Point-based annotation data:
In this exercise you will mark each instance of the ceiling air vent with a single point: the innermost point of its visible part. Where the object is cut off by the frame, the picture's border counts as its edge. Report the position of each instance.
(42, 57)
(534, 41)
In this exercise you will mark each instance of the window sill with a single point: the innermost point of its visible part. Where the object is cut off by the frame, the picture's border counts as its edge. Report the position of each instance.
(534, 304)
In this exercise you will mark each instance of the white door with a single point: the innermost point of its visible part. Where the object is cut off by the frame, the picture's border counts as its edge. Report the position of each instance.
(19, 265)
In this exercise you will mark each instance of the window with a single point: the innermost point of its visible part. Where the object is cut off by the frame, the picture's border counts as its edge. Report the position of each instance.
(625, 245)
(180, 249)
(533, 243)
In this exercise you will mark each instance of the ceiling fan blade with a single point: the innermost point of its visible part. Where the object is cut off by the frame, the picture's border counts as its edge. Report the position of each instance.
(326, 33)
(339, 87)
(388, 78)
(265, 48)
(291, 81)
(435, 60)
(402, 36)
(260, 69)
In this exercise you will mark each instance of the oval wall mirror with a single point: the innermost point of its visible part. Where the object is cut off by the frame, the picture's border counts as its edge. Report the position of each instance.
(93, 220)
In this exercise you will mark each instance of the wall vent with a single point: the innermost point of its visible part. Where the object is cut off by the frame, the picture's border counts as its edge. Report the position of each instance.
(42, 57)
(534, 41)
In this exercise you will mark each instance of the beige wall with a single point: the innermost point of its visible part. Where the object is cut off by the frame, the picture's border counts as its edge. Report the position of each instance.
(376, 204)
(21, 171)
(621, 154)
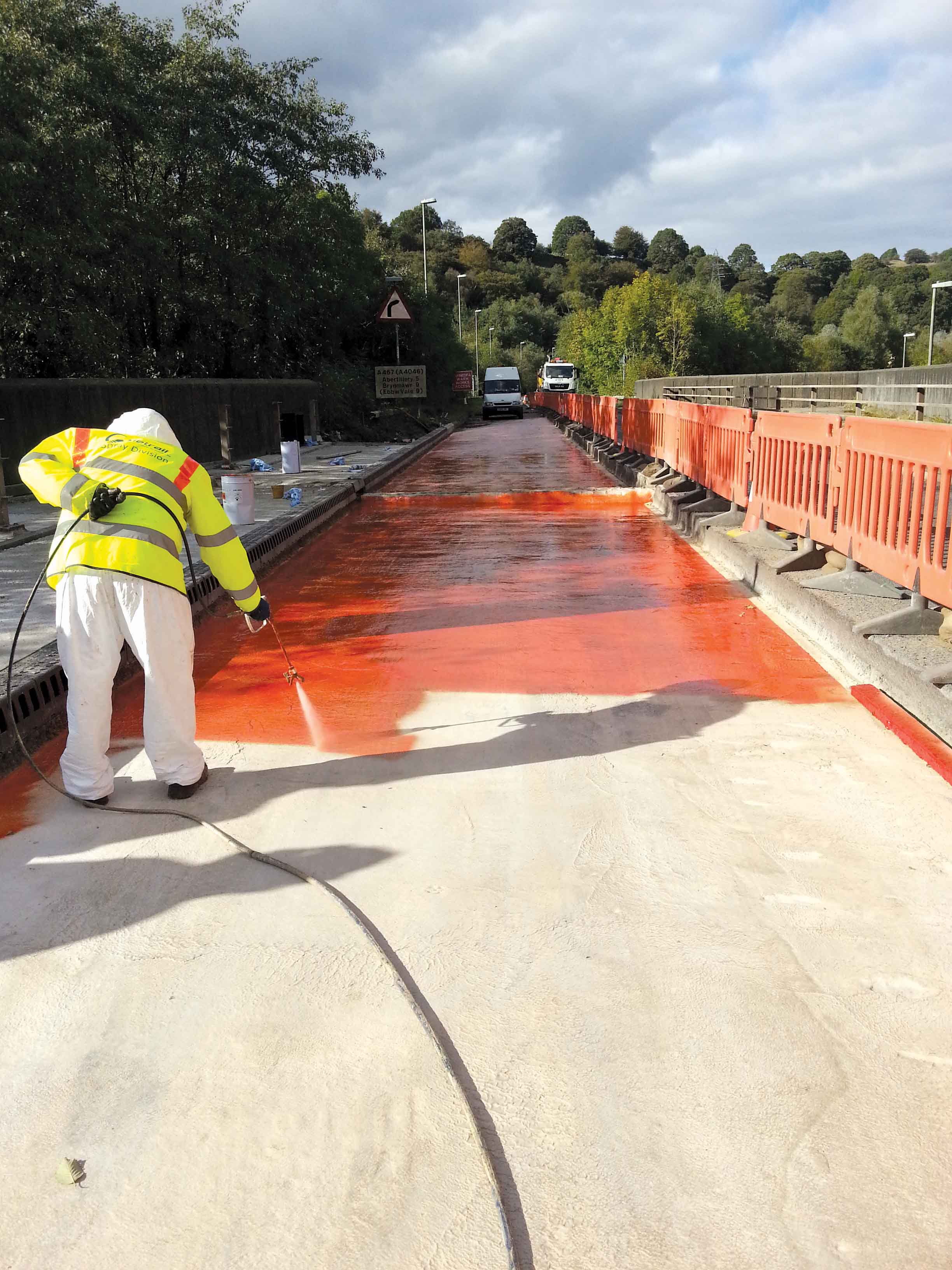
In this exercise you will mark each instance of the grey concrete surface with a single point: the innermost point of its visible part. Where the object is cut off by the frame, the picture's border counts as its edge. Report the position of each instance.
(21, 566)
(700, 975)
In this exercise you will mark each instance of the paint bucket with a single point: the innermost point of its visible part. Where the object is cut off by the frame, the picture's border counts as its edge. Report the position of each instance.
(239, 500)
(290, 456)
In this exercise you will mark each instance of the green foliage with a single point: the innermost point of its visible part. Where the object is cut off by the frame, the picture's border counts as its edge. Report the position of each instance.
(795, 296)
(788, 262)
(743, 258)
(668, 249)
(827, 352)
(869, 327)
(630, 244)
(568, 228)
(669, 330)
(407, 228)
(198, 223)
(514, 239)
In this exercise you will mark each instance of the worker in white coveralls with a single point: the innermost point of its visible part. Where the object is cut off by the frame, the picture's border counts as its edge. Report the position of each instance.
(119, 577)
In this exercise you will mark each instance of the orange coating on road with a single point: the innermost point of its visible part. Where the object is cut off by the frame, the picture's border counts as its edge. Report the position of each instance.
(522, 593)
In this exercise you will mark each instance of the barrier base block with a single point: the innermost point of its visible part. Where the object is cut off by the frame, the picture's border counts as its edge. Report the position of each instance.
(940, 677)
(729, 520)
(855, 582)
(915, 619)
(768, 539)
(682, 496)
(809, 557)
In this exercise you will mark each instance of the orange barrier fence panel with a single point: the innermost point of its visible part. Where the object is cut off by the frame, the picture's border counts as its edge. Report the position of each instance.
(669, 435)
(607, 417)
(894, 509)
(643, 426)
(728, 455)
(795, 474)
(692, 440)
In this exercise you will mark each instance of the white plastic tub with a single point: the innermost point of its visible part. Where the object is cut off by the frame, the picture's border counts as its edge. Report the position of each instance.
(290, 456)
(239, 500)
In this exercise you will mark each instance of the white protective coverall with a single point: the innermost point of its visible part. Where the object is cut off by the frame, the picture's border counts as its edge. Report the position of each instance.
(96, 612)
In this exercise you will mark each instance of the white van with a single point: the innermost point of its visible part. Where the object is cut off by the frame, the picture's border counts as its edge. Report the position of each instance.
(502, 391)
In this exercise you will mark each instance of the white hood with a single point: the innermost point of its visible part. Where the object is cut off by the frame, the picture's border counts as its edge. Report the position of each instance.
(145, 423)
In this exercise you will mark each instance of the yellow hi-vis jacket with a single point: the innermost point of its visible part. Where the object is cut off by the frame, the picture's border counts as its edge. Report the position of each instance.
(138, 538)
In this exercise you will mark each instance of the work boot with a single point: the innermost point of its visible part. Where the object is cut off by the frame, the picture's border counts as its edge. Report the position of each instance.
(188, 790)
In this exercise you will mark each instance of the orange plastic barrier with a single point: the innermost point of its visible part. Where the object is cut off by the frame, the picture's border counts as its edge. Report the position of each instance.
(691, 433)
(795, 475)
(605, 414)
(728, 451)
(894, 506)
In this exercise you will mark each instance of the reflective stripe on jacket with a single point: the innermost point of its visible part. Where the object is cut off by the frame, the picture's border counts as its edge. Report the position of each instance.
(138, 538)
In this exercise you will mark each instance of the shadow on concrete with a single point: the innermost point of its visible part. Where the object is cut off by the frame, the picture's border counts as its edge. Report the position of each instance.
(673, 714)
(97, 897)
(112, 895)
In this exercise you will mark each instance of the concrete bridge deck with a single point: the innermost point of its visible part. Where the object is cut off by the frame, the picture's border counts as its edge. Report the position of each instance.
(681, 905)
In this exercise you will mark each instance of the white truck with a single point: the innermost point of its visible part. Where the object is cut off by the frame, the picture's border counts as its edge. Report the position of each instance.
(502, 391)
(559, 376)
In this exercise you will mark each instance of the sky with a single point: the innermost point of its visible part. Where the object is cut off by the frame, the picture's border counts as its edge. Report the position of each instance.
(791, 125)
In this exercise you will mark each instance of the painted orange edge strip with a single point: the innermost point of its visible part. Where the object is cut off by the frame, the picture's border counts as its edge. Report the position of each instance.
(929, 747)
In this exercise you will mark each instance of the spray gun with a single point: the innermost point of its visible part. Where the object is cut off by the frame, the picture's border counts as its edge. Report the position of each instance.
(291, 674)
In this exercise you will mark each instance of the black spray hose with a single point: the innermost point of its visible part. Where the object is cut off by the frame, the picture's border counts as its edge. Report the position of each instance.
(418, 1004)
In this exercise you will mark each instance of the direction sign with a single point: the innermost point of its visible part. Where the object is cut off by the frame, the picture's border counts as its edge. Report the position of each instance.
(396, 381)
(394, 309)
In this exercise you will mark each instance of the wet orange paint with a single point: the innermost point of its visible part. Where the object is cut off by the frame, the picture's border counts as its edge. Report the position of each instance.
(433, 590)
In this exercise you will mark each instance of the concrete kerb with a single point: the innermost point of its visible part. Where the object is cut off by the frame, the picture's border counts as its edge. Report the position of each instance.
(40, 684)
(861, 660)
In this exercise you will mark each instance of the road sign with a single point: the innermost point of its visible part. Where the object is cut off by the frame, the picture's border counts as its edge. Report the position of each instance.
(394, 309)
(396, 381)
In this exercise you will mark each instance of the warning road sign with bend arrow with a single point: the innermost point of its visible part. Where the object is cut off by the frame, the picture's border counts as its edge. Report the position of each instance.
(394, 309)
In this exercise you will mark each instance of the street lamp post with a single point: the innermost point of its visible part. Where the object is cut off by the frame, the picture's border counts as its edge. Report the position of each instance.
(460, 305)
(936, 288)
(423, 214)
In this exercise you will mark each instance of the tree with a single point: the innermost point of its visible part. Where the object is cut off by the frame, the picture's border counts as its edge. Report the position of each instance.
(827, 351)
(668, 248)
(788, 262)
(200, 223)
(869, 327)
(514, 239)
(795, 295)
(743, 258)
(715, 272)
(407, 228)
(830, 267)
(630, 244)
(567, 229)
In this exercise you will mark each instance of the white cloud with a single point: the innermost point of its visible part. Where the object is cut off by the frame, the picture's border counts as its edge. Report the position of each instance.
(786, 125)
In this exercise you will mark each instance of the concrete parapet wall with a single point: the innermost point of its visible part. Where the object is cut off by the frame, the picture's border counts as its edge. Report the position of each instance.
(889, 393)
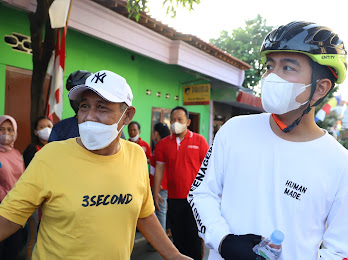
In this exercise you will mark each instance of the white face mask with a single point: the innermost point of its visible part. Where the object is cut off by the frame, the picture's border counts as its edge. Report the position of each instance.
(278, 96)
(178, 128)
(96, 136)
(44, 133)
(133, 139)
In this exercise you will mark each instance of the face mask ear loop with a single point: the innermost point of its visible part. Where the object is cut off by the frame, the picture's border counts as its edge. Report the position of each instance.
(306, 111)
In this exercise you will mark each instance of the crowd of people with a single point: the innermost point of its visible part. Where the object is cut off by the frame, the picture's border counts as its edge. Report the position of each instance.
(80, 190)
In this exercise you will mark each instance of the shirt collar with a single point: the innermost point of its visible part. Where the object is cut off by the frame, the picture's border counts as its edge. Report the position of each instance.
(189, 134)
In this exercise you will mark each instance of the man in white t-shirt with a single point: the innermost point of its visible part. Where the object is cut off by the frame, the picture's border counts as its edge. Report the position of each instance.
(279, 170)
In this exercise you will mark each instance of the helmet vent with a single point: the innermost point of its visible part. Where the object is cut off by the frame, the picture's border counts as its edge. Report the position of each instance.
(322, 35)
(336, 41)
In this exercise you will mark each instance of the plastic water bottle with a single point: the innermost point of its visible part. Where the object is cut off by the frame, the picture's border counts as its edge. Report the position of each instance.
(270, 248)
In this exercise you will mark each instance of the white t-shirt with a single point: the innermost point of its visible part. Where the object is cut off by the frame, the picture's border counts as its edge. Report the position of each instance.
(253, 182)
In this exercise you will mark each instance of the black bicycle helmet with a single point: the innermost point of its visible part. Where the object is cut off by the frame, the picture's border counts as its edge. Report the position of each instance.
(77, 78)
(320, 43)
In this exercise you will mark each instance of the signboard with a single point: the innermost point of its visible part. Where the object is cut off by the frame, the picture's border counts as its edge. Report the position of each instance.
(196, 94)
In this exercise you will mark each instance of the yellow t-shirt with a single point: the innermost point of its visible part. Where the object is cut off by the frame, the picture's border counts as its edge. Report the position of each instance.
(90, 203)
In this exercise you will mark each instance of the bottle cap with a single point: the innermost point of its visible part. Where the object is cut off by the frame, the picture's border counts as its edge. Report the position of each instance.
(277, 237)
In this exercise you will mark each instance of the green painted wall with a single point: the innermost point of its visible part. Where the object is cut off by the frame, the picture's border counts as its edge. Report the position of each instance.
(85, 52)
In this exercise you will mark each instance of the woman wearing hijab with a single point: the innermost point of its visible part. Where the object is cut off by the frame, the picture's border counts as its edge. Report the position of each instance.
(42, 130)
(11, 168)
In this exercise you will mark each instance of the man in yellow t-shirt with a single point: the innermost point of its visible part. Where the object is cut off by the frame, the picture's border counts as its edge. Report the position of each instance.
(93, 190)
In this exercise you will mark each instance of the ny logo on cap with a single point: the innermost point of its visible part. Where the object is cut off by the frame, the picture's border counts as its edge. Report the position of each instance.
(99, 76)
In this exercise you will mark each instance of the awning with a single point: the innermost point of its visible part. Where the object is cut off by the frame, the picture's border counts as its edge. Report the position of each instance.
(249, 99)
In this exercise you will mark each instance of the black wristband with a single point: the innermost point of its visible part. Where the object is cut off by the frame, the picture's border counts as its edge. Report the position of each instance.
(235, 247)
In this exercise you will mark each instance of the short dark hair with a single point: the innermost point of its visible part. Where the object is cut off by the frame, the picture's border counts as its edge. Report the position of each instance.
(182, 108)
(134, 122)
(321, 72)
(162, 129)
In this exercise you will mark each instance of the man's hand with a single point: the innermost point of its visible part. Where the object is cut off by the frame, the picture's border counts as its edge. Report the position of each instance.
(157, 198)
(240, 247)
(180, 257)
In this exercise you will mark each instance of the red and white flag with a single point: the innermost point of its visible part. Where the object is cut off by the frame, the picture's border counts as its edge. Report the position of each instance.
(56, 70)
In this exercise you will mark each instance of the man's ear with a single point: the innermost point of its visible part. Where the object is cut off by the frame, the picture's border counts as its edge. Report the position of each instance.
(323, 87)
(129, 115)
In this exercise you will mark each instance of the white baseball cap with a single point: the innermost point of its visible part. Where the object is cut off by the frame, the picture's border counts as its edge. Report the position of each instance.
(108, 85)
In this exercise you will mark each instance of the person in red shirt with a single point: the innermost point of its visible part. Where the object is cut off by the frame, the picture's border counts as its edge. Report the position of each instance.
(134, 132)
(160, 131)
(181, 155)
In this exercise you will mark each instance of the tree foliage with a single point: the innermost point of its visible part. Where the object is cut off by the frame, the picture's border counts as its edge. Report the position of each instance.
(136, 6)
(244, 44)
(329, 121)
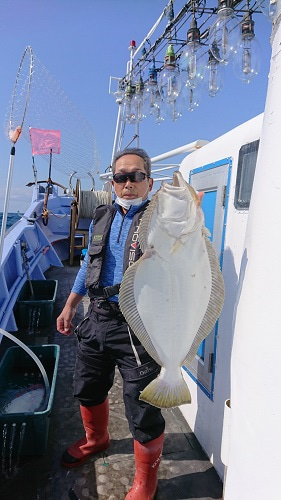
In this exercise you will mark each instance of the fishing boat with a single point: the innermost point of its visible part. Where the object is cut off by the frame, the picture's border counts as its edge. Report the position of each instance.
(234, 379)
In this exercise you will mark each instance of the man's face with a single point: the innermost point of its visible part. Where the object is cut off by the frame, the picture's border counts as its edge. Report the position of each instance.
(131, 190)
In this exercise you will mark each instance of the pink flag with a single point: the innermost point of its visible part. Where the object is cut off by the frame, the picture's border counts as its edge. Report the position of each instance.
(43, 141)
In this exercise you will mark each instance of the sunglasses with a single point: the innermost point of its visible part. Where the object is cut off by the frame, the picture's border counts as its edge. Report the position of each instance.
(132, 176)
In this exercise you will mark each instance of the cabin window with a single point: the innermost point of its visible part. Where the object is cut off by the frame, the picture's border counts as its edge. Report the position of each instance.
(245, 174)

REQUIRED TASK: Can you reproduce word for word everything from the line containing "In this exercise you will mark each instance of the cabin" down to the end of the items?

RESPONSE TO THE TASK:
In this exercise you will mark each instance of the cabin window with a single point: the innermost point of its visible part. Where the object is cut off by the frame, the picture's border counts as its edge. Report the position of each instance.
(245, 174)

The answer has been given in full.